● Directive: Reproduce the passage from the article on Gary Shteyngart that opens with the words "The most prolific" and ends after the words "with exuberant praise.". Keep every word and mark unchanged.

● Page extract:
╭──

Gary Shteyngart: "I’ve left Russia. I’m just trying to save Brooklyn"

The "Little Failure" memoirist on competitiveness, Putin's Russia and all those blurbs

Published January 11, 2014 9:00PM (EST)

Gary Shteyngart       (Brigitte Lacombe)
Gary Shteyngart (Brigitte Lacombe)

The most prolific blurber in publishing has set his pen to a longer project -- a memoir.

The novelist Gary Shteyngart has just published the book "Little Failure," about the years following his childhood emigration from Russia to New York; it's full of stories of striving both to write and to be understood, to become a man and an American. Previously the author of three well-received novels, Shteyngart is well-known and gently chided for the manner in which he will seemingly put his name on just about any book cover with exuberant praise.

His longer stuff has tended to be wildly satirical -- sometimes verging into the melancholy, as in "Super Sad True Love Story," his 2010 dystopian romance set in a post-literacy world. But in the process of writing "Little Failure," he said, Shteyngart discovered just how much that novel and its two predecessors ("The Russian Debutante's Handbook" and "Absurdistan") owed to the details of his life as a Russian Jew from New York; he plans to, in his next novel, cover entirely new territory. "It could be a major failure on my part if all I can write about is Russian Jews in Queens," he said, "in which case I’ll come right back to it." After all, he feels little patriotic connection, by now, to Putin's Russia: "I’m just trying to save Brooklyn."

╰──

● Dataset excerpts:
╭──

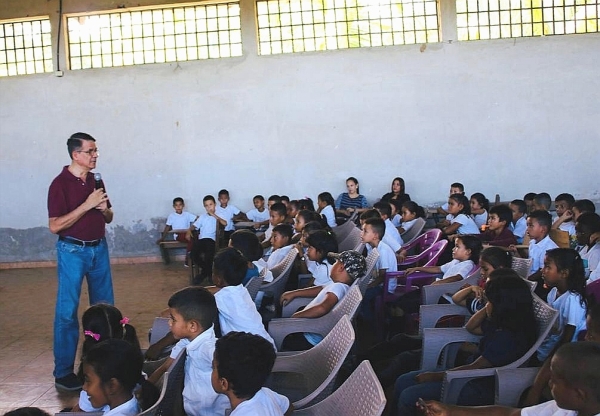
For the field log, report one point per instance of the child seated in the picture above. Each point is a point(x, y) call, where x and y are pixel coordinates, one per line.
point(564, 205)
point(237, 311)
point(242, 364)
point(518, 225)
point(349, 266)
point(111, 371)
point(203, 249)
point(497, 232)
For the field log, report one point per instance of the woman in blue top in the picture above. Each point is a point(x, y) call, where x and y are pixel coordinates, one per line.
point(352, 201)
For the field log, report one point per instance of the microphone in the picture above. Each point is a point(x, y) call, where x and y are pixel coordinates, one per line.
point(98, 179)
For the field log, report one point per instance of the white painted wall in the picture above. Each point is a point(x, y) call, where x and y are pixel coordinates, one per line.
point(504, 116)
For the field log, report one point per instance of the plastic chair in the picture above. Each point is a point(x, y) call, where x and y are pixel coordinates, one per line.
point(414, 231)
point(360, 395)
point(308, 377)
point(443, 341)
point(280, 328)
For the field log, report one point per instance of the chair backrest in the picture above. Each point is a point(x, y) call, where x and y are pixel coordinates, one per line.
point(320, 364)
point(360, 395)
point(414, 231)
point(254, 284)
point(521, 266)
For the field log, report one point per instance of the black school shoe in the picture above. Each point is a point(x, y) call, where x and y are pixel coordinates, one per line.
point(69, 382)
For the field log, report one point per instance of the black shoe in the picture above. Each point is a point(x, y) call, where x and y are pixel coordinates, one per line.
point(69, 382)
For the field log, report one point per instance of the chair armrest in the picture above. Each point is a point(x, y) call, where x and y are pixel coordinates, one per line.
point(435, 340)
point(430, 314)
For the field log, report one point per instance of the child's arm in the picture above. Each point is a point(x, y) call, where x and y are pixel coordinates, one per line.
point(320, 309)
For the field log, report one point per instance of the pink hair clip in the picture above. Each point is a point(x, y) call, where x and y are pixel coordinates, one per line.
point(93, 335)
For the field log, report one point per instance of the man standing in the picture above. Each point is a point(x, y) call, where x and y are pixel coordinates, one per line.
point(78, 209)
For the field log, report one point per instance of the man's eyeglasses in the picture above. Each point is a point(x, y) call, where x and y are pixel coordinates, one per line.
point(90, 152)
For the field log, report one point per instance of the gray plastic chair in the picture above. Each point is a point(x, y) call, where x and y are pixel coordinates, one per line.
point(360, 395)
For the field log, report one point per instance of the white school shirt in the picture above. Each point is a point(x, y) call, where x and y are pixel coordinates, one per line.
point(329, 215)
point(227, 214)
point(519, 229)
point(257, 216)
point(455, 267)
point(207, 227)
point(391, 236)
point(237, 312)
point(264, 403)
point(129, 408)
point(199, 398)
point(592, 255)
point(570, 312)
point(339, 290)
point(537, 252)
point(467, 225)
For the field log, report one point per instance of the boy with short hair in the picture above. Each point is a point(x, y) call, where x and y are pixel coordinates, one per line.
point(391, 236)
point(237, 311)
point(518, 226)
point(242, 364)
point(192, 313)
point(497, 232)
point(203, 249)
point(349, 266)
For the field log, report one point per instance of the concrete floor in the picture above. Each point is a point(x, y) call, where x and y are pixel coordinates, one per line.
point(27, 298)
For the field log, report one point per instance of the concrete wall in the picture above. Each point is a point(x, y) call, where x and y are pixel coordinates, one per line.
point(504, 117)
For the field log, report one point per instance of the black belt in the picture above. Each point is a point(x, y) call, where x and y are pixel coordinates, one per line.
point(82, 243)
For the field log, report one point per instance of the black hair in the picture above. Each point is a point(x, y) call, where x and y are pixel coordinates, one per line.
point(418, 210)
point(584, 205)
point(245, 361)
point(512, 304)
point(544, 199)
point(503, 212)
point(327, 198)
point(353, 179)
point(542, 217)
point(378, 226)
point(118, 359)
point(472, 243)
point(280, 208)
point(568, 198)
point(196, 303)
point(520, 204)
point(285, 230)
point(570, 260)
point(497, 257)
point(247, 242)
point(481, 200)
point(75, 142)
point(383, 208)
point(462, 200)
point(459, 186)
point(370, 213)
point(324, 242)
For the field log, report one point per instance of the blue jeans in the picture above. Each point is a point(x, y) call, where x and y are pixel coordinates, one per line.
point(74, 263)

╰──

● Solved problem:
The most prolific blurber in publishing has set his pen to a longer project -- a memoir.

The novelist Gary Shteyngart has just published the book "Little Failure," about the years following his childhood emigration from Russia to New York; it's full of stories of striving both to write and to be understood, to become a man and an American. Previously the author of three well-received novels, Shteyngart is well-known and gently chided for the manner in which he will seemingly put his name on just about any book cover with exuberant praise.